#### WHAT THE EXERCISE ASKS:
Go through the listing below. Copy each line that has the string "strap".

#### THE RECORDS:
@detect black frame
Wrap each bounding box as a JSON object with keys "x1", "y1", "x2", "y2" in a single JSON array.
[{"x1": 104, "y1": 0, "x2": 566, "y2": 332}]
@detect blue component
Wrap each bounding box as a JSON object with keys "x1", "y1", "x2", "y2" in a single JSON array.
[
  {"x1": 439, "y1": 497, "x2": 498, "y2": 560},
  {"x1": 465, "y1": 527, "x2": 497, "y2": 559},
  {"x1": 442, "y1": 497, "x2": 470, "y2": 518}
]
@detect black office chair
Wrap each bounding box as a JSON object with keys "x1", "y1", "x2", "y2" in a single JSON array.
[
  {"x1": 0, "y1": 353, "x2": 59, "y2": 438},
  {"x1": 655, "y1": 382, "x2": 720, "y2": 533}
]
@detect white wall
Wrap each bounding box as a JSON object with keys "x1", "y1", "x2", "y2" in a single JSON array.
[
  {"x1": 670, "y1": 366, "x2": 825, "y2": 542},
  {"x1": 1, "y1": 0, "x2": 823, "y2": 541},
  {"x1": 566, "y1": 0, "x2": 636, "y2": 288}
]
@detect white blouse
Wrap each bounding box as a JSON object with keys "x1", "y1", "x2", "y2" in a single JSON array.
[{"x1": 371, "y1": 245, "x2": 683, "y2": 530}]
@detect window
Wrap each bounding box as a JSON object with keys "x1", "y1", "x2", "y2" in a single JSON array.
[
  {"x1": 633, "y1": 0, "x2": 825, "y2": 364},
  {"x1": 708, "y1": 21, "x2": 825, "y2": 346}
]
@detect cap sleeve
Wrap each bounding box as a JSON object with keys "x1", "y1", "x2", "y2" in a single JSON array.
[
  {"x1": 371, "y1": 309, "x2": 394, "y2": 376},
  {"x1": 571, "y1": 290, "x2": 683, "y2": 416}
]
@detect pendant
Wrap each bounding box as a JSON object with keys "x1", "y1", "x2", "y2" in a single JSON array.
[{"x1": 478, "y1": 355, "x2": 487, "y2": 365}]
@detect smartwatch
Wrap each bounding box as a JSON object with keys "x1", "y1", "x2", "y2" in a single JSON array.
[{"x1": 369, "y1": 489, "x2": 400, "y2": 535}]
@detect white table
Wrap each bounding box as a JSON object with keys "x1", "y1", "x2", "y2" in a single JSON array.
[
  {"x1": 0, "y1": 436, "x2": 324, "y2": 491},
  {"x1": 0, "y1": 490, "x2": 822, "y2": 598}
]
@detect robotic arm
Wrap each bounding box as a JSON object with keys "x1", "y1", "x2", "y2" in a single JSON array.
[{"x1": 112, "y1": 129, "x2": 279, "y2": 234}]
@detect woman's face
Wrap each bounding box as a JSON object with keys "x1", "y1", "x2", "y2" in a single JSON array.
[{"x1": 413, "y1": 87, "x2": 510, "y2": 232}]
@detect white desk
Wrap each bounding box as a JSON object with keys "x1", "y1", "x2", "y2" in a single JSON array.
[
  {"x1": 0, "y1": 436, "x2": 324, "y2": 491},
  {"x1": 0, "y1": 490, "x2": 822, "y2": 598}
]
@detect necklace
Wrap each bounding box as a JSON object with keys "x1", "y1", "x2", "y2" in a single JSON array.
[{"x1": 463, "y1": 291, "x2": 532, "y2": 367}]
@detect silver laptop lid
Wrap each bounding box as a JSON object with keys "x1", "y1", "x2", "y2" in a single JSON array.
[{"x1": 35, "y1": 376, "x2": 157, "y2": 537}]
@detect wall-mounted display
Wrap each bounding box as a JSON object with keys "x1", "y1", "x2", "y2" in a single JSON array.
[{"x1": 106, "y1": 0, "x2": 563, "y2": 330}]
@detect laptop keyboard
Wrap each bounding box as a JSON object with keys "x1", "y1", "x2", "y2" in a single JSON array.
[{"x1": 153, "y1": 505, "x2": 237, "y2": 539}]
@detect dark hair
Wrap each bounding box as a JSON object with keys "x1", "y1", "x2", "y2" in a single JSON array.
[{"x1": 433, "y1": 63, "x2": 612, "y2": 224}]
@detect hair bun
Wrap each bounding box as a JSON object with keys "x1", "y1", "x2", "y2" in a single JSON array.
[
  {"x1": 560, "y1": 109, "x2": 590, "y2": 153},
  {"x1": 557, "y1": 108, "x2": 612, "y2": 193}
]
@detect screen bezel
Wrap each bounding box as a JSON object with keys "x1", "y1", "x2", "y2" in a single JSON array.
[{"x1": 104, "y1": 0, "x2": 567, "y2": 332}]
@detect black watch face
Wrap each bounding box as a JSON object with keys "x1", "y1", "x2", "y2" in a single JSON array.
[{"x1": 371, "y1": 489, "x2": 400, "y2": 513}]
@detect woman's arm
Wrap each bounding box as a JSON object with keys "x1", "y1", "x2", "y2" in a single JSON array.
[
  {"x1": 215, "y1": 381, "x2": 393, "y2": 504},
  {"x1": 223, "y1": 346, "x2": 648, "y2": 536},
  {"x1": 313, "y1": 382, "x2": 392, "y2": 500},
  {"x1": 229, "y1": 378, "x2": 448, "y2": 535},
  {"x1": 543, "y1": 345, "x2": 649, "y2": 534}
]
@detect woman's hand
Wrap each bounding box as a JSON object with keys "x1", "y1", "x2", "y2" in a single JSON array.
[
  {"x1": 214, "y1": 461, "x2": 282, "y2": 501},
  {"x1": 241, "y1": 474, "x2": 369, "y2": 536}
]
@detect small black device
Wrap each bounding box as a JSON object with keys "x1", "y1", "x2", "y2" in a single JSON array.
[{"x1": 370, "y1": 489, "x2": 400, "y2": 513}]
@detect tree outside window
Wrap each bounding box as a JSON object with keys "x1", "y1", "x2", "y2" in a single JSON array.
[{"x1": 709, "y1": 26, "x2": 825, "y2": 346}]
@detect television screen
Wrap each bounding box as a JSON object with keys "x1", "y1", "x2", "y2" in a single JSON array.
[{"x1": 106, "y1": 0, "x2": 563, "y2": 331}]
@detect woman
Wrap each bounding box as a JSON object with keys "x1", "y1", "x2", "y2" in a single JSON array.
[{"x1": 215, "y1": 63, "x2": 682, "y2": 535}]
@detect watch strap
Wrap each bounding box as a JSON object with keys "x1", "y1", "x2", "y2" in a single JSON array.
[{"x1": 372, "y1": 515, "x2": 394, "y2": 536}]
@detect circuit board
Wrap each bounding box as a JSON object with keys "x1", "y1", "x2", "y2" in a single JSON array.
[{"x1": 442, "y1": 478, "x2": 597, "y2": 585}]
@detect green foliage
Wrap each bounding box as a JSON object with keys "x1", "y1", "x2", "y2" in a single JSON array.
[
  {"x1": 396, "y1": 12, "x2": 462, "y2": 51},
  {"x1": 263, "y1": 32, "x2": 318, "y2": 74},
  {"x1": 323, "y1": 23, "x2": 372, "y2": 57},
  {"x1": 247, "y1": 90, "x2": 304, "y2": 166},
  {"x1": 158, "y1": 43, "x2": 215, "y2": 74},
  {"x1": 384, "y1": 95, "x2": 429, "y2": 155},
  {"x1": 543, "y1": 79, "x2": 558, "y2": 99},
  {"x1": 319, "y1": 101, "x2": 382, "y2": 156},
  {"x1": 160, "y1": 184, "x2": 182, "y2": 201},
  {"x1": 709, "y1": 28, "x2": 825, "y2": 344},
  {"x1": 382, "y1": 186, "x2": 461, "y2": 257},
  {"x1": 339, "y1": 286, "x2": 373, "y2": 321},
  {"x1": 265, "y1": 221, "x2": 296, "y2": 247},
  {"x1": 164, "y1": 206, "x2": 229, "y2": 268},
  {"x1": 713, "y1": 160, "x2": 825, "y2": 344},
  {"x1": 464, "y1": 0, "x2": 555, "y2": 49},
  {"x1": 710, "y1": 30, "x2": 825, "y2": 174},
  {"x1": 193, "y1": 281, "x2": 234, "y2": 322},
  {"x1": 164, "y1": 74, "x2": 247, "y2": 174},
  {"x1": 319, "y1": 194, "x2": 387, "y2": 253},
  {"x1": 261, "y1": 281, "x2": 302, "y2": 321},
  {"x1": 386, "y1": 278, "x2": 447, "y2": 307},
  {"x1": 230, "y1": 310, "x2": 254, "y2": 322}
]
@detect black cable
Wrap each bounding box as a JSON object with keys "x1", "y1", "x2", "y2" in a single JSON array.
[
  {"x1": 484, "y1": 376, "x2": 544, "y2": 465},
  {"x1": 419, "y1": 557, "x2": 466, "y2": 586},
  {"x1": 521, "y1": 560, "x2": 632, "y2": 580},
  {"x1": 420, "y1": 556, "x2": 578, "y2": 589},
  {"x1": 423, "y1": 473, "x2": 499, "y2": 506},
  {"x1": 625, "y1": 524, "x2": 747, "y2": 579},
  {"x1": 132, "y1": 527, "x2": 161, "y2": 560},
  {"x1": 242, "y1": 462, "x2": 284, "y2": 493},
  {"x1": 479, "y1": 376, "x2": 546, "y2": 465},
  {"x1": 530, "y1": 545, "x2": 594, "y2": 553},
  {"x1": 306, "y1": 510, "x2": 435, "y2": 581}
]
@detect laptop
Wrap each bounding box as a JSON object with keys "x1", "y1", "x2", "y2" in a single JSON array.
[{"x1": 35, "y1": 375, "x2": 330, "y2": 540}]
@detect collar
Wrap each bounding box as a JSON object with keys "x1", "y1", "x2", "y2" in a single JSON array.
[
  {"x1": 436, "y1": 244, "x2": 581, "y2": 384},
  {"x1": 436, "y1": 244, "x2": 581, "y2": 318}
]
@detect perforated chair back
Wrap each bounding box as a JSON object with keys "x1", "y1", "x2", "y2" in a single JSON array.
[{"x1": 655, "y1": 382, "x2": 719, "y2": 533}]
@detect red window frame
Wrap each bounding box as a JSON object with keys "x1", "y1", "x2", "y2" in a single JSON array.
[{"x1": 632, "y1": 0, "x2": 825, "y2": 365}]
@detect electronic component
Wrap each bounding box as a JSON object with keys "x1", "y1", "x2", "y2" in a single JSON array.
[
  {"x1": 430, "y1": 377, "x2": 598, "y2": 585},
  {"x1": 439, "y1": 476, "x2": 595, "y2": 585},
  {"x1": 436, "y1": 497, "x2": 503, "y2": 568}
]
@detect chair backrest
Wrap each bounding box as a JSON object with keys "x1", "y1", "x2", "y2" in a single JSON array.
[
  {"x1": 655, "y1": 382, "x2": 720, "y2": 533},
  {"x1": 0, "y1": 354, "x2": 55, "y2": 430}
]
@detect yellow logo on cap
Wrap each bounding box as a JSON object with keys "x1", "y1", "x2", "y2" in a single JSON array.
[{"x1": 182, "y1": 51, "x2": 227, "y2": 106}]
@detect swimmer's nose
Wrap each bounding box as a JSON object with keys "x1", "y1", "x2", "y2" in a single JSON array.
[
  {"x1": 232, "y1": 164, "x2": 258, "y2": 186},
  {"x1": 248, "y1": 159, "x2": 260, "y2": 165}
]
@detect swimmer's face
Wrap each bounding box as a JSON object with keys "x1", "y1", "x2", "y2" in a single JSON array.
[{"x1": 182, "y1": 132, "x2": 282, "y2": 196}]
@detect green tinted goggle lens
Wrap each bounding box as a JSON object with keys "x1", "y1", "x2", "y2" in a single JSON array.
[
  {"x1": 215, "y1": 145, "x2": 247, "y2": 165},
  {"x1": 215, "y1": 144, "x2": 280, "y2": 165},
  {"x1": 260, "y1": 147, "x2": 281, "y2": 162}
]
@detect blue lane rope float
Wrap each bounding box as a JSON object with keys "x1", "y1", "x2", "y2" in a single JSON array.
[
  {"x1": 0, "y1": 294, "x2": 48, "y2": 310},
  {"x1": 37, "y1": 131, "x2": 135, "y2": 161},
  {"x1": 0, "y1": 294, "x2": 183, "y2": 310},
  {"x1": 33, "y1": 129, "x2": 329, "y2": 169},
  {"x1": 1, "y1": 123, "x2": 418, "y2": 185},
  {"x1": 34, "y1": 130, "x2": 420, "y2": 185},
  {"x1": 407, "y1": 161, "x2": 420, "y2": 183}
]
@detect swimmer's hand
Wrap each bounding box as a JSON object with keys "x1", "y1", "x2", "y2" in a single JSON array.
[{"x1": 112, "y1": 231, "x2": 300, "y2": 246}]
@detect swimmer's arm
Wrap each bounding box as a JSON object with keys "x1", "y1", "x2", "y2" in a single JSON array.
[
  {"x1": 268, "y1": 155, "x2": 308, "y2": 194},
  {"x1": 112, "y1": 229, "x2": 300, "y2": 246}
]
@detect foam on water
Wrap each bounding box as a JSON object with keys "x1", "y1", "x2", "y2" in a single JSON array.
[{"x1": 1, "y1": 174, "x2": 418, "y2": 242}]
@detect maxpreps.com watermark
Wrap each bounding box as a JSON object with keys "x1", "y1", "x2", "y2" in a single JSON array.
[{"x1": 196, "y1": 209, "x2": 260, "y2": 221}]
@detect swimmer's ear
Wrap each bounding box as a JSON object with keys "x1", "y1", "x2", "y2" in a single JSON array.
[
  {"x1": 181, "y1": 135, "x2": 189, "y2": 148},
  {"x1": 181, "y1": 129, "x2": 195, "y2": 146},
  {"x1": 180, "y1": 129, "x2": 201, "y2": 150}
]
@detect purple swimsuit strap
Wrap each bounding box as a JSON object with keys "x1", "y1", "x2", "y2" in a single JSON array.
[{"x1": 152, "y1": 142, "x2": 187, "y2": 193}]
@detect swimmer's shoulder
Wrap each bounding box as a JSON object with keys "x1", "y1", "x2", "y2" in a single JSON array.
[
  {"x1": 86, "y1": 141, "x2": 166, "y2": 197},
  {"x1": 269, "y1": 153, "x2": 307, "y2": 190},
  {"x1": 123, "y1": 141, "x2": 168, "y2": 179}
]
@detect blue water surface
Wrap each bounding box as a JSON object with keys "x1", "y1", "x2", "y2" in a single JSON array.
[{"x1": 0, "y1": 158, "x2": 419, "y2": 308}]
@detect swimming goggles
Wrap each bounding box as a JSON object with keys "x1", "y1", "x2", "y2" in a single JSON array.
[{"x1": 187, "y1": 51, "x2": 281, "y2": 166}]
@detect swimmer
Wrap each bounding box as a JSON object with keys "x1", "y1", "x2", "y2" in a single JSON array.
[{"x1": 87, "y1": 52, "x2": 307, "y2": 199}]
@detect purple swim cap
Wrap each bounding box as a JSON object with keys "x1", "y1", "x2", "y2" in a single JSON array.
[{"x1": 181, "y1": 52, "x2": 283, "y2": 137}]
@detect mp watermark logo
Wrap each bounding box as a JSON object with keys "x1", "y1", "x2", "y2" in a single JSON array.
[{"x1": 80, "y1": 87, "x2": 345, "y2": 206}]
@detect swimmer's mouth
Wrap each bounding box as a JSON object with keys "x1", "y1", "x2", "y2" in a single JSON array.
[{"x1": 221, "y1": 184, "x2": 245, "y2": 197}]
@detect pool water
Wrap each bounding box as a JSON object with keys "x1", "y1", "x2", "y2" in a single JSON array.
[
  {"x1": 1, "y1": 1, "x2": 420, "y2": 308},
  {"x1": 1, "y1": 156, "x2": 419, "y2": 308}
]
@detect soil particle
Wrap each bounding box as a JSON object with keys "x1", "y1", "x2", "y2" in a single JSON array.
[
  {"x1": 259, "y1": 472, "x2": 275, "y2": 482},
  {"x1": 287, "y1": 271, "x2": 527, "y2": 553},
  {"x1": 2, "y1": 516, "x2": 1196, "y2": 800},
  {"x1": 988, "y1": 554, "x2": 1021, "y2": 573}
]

#### EXERCISE OUTPUT:
@detect watch strap
@detect purple swimsuit strap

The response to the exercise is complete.